§ Direction: Extract every line of the records below that contains the string "willow".

§ Provided records:
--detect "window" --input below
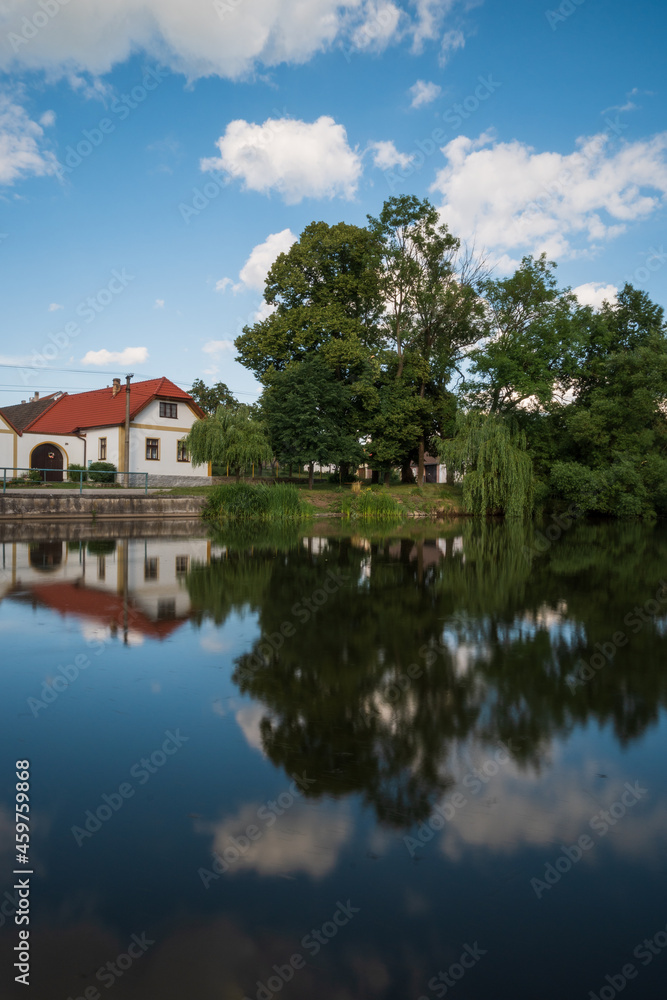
[157,597,176,622]
[144,556,159,580]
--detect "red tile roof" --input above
[24,378,204,434]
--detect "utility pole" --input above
[125,372,134,487]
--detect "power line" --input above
[0,364,259,396]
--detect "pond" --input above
[0,521,667,1000]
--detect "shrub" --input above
[67,462,88,483]
[204,483,310,521]
[88,462,116,483]
[341,489,402,521]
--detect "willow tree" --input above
[439,411,534,517]
[185,404,272,479]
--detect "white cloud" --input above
[411,0,453,55]
[351,0,405,51]
[572,281,618,309]
[0,93,58,184]
[368,141,412,170]
[81,347,148,365]
[438,30,466,67]
[239,229,297,292]
[202,340,234,360]
[0,0,412,81]
[408,80,442,108]
[201,115,362,205]
[431,132,667,257]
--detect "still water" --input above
[0,522,667,1000]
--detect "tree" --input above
[185,403,272,480]
[235,222,382,383]
[190,378,239,416]
[463,254,583,414]
[368,195,483,484]
[440,411,534,517]
[262,354,363,489]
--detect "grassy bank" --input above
[204,483,312,523]
[160,481,465,517]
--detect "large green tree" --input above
[190,378,239,416]
[463,254,583,414]
[368,195,483,484]
[262,354,363,489]
[185,404,272,479]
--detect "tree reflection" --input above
[187,522,667,827]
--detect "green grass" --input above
[204,483,310,521]
[153,481,465,517]
[341,489,405,521]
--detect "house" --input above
[0,378,210,485]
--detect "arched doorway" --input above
[30,442,63,483]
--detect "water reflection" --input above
[0,537,222,645]
[0,522,667,1000]
[186,523,667,827]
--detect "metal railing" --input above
[2,465,149,495]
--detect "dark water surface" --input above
[0,522,667,1000]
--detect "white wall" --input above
[17,432,83,470]
[0,416,17,476]
[130,400,208,476]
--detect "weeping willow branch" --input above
[440,412,534,517]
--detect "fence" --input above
[2,465,149,494]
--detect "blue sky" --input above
[0,0,667,405]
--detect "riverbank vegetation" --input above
[204,483,311,522]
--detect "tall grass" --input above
[204,483,311,521]
[341,489,403,521]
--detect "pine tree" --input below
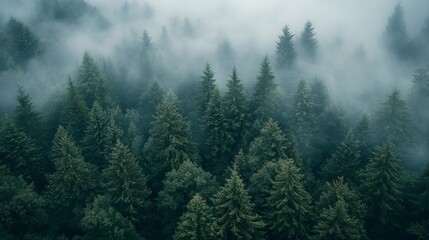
[143,95,196,191]
[203,88,229,176]
[77,52,111,108]
[82,101,110,169]
[0,165,48,239]
[14,86,43,140]
[61,77,89,142]
[80,195,141,240]
[375,89,413,157]
[213,166,264,239]
[251,57,277,122]
[276,25,297,69]
[197,63,216,116]
[322,131,363,184]
[223,67,249,158]
[173,193,215,240]
[312,198,365,240]
[266,160,311,239]
[102,141,151,223]
[46,126,99,233]
[0,120,46,190]
[385,3,411,59]
[299,21,317,60]
[158,160,218,236]
[362,142,402,239]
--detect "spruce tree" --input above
[251,57,277,122]
[322,131,363,184]
[223,67,249,158]
[173,193,215,240]
[102,140,151,224]
[46,126,99,234]
[61,77,89,142]
[202,88,229,176]
[213,166,264,239]
[77,52,111,108]
[143,95,196,191]
[265,159,311,239]
[361,142,402,239]
[299,21,317,60]
[276,25,297,69]
[80,195,141,240]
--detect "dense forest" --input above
[0,0,429,240]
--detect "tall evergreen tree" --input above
[276,25,297,69]
[362,142,402,239]
[77,52,112,108]
[223,67,249,158]
[322,131,363,183]
[299,21,317,60]
[61,77,89,142]
[173,193,215,240]
[251,57,277,122]
[143,94,197,191]
[266,160,311,239]
[203,88,229,176]
[375,89,413,157]
[46,126,99,235]
[213,166,264,239]
[102,141,151,224]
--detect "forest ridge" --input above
[0,0,429,240]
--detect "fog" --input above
[0,0,429,114]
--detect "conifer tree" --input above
[77,52,111,108]
[312,198,366,240]
[276,25,297,69]
[223,67,249,158]
[362,142,402,239]
[213,166,264,239]
[61,77,89,142]
[102,140,151,224]
[46,126,99,234]
[0,120,46,190]
[265,159,311,239]
[80,195,141,240]
[143,94,197,191]
[322,131,363,184]
[251,57,277,122]
[299,21,317,60]
[202,88,229,176]
[173,193,215,240]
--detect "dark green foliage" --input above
[102,141,151,223]
[61,78,89,142]
[0,119,46,190]
[251,57,277,122]
[76,52,112,108]
[299,21,317,60]
[223,67,249,158]
[143,95,196,191]
[0,165,47,239]
[173,193,215,240]
[362,142,402,239]
[276,25,297,69]
[322,131,363,183]
[202,88,230,176]
[45,126,99,234]
[375,89,413,157]
[80,195,141,240]
[158,160,218,237]
[7,17,43,66]
[213,167,264,239]
[265,159,311,239]
[312,199,365,240]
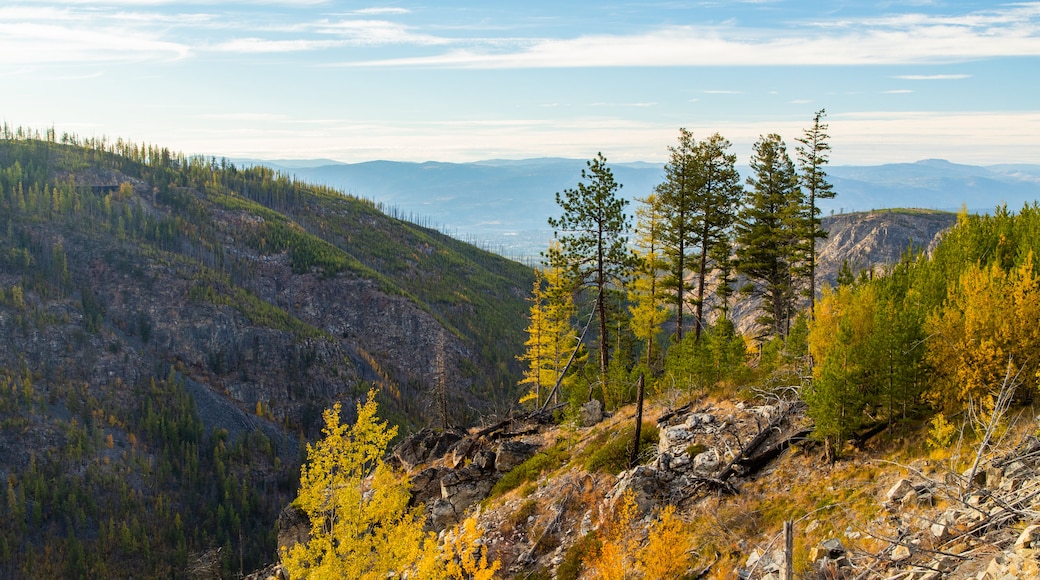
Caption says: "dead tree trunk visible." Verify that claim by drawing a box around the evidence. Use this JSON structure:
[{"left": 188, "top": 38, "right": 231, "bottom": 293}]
[{"left": 628, "top": 374, "right": 645, "bottom": 469}]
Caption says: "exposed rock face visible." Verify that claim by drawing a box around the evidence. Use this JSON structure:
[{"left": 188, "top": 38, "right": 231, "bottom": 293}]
[
  {"left": 495, "top": 441, "right": 539, "bottom": 473},
  {"left": 392, "top": 428, "right": 466, "bottom": 471},
  {"left": 441, "top": 466, "right": 495, "bottom": 523},
  {"left": 277, "top": 504, "right": 311, "bottom": 553},
  {"left": 730, "top": 210, "right": 957, "bottom": 335},
  {"left": 816, "top": 210, "right": 957, "bottom": 285},
  {"left": 578, "top": 399, "right": 603, "bottom": 427}
]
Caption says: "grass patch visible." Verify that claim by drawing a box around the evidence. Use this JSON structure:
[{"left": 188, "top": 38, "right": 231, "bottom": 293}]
[{"left": 488, "top": 440, "right": 573, "bottom": 499}]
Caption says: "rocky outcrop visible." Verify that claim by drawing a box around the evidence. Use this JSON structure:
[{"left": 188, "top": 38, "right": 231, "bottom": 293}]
[{"left": 391, "top": 428, "right": 466, "bottom": 471}]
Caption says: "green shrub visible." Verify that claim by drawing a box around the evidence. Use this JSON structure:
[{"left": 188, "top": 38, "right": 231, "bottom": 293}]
[{"left": 586, "top": 422, "right": 657, "bottom": 475}]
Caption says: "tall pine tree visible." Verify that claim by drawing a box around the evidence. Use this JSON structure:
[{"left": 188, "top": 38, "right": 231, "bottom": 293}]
[
  {"left": 548, "top": 153, "right": 632, "bottom": 380},
  {"left": 735, "top": 133, "right": 805, "bottom": 337},
  {"left": 797, "top": 109, "right": 835, "bottom": 313},
  {"left": 694, "top": 133, "right": 744, "bottom": 339},
  {"left": 654, "top": 129, "right": 697, "bottom": 342}
]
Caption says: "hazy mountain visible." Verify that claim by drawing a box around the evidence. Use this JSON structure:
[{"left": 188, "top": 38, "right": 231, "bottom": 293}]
[{"left": 245, "top": 158, "right": 1040, "bottom": 257}]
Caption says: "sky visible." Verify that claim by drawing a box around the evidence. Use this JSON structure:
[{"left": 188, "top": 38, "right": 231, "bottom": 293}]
[{"left": 0, "top": 0, "right": 1040, "bottom": 165}]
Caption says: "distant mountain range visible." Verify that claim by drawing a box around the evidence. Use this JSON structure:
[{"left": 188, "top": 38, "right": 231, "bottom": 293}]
[{"left": 235, "top": 158, "right": 1040, "bottom": 261}]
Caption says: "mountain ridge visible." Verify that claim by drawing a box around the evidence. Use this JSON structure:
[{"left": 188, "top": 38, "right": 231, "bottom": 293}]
[{"left": 239, "top": 158, "right": 1040, "bottom": 263}]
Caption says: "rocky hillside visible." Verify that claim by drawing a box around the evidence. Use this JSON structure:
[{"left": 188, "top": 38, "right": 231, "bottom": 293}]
[
  {"left": 730, "top": 209, "right": 957, "bottom": 336},
  {"left": 264, "top": 397, "right": 1040, "bottom": 580},
  {"left": 816, "top": 209, "right": 957, "bottom": 286},
  {"left": 0, "top": 139, "right": 534, "bottom": 578}
]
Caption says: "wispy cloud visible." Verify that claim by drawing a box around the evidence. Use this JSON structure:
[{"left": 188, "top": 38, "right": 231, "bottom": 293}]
[
  {"left": 334, "top": 3, "right": 1040, "bottom": 69},
  {"left": 210, "top": 38, "right": 344, "bottom": 53},
  {"left": 892, "top": 75, "right": 971, "bottom": 80}
]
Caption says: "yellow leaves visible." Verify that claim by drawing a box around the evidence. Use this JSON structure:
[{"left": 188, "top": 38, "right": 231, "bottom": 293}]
[
  {"left": 589, "top": 491, "right": 694, "bottom": 580},
  {"left": 447, "top": 518, "right": 502, "bottom": 580},
  {"left": 283, "top": 391, "right": 423, "bottom": 580},
  {"left": 638, "top": 505, "right": 693, "bottom": 580},
  {"left": 928, "top": 253, "right": 1040, "bottom": 411},
  {"left": 282, "top": 390, "right": 501, "bottom": 580}
]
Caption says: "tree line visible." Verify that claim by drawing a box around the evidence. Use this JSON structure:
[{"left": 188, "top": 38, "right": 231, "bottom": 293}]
[
  {"left": 519, "top": 110, "right": 1040, "bottom": 465},
  {"left": 520, "top": 109, "right": 835, "bottom": 413}
]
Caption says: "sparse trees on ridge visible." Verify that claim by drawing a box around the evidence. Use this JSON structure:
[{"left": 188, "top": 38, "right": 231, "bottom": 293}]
[
  {"left": 694, "top": 133, "right": 744, "bottom": 339},
  {"left": 735, "top": 133, "right": 807, "bottom": 337},
  {"left": 628, "top": 193, "right": 670, "bottom": 368},
  {"left": 654, "top": 129, "right": 697, "bottom": 342}
]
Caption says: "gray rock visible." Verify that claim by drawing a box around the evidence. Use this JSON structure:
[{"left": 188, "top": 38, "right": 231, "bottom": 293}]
[
  {"left": 885, "top": 479, "right": 913, "bottom": 502},
  {"left": 393, "top": 428, "right": 466, "bottom": 470},
  {"left": 610, "top": 466, "right": 668, "bottom": 519},
  {"left": 495, "top": 441, "right": 540, "bottom": 473},
  {"left": 278, "top": 503, "right": 311, "bottom": 552},
  {"left": 441, "top": 466, "right": 493, "bottom": 513},
  {"left": 578, "top": 399, "right": 603, "bottom": 427}
]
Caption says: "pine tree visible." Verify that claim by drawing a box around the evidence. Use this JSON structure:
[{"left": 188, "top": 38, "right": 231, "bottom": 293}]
[
  {"left": 628, "top": 193, "right": 669, "bottom": 368},
  {"left": 735, "top": 133, "right": 806, "bottom": 337},
  {"left": 654, "top": 129, "right": 697, "bottom": 342},
  {"left": 694, "top": 133, "right": 744, "bottom": 338},
  {"left": 798, "top": 109, "right": 835, "bottom": 313},
  {"left": 548, "top": 153, "right": 631, "bottom": 379}
]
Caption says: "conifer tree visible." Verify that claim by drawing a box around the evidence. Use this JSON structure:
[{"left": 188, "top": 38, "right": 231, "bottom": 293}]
[
  {"left": 735, "top": 133, "right": 806, "bottom": 337},
  {"left": 654, "top": 128, "right": 697, "bottom": 342},
  {"left": 628, "top": 193, "right": 669, "bottom": 367},
  {"left": 798, "top": 109, "right": 835, "bottom": 313},
  {"left": 694, "top": 133, "right": 744, "bottom": 338},
  {"left": 548, "top": 153, "right": 631, "bottom": 380}
]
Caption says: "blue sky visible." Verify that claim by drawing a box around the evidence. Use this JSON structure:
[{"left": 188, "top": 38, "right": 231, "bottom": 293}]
[{"left": 0, "top": 0, "right": 1040, "bottom": 164}]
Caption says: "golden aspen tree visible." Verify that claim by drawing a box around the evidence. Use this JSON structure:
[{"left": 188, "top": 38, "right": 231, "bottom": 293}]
[
  {"left": 927, "top": 253, "right": 1040, "bottom": 412},
  {"left": 636, "top": 505, "right": 694, "bottom": 580},
  {"left": 802, "top": 286, "right": 877, "bottom": 459},
  {"left": 589, "top": 491, "right": 638, "bottom": 580},
  {"left": 283, "top": 390, "right": 425, "bottom": 580},
  {"left": 519, "top": 244, "right": 579, "bottom": 405}
]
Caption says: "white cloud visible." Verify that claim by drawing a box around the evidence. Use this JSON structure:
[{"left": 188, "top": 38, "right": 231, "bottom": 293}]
[
  {"left": 210, "top": 38, "right": 344, "bottom": 53},
  {"left": 330, "top": 3, "right": 1040, "bottom": 69},
  {"left": 892, "top": 75, "right": 971, "bottom": 80},
  {"left": 0, "top": 16, "right": 190, "bottom": 64}
]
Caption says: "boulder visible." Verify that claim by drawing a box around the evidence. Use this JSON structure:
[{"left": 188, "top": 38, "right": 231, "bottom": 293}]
[
  {"left": 1015, "top": 524, "right": 1040, "bottom": 550},
  {"left": 277, "top": 503, "right": 311, "bottom": 553},
  {"left": 449, "top": 437, "right": 476, "bottom": 468},
  {"left": 410, "top": 468, "right": 451, "bottom": 505},
  {"left": 470, "top": 449, "right": 495, "bottom": 470},
  {"left": 885, "top": 479, "right": 913, "bottom": 502},
  {"left": 428, "top": 499, "right": 459, "bottom": 532},
  {"left": 441, "top": 466, "right": 494, "bottom": 513},
  {"left": 578, "top": 399, "right": 603, "bottom": 427},
  {"left": 392, "top": 428, "right": 466, "bottom": 471},
  {"left": 694, "top": 448, "right": 722, "bottom": 475},
  {"left": 609, "top": 466, "right": 668, "bottom": 519},
  {"left": 495, "top": 441, "right": 541, "bottom": 473},
  {"left": 657, "top": 424, "right": 694, "bottom": 453}
]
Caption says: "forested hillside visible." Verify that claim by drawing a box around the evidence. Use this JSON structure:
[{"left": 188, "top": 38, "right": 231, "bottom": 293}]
[
  {"left": 0, "top": 128, "right": 532, "bottom": 578},
  {"left": 271, "top": 198, "right": 1040, "bottom": 580},
  {"left": 257, "top": 111, "right": 1040, "bottom": 580}
]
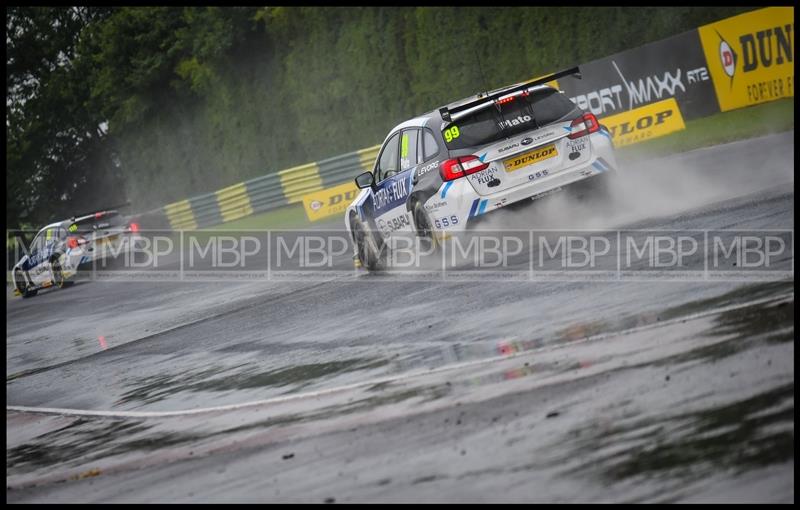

§ Solution for this task:
--detect "willow tree" --input above
--detect "weeping willow branch" --input above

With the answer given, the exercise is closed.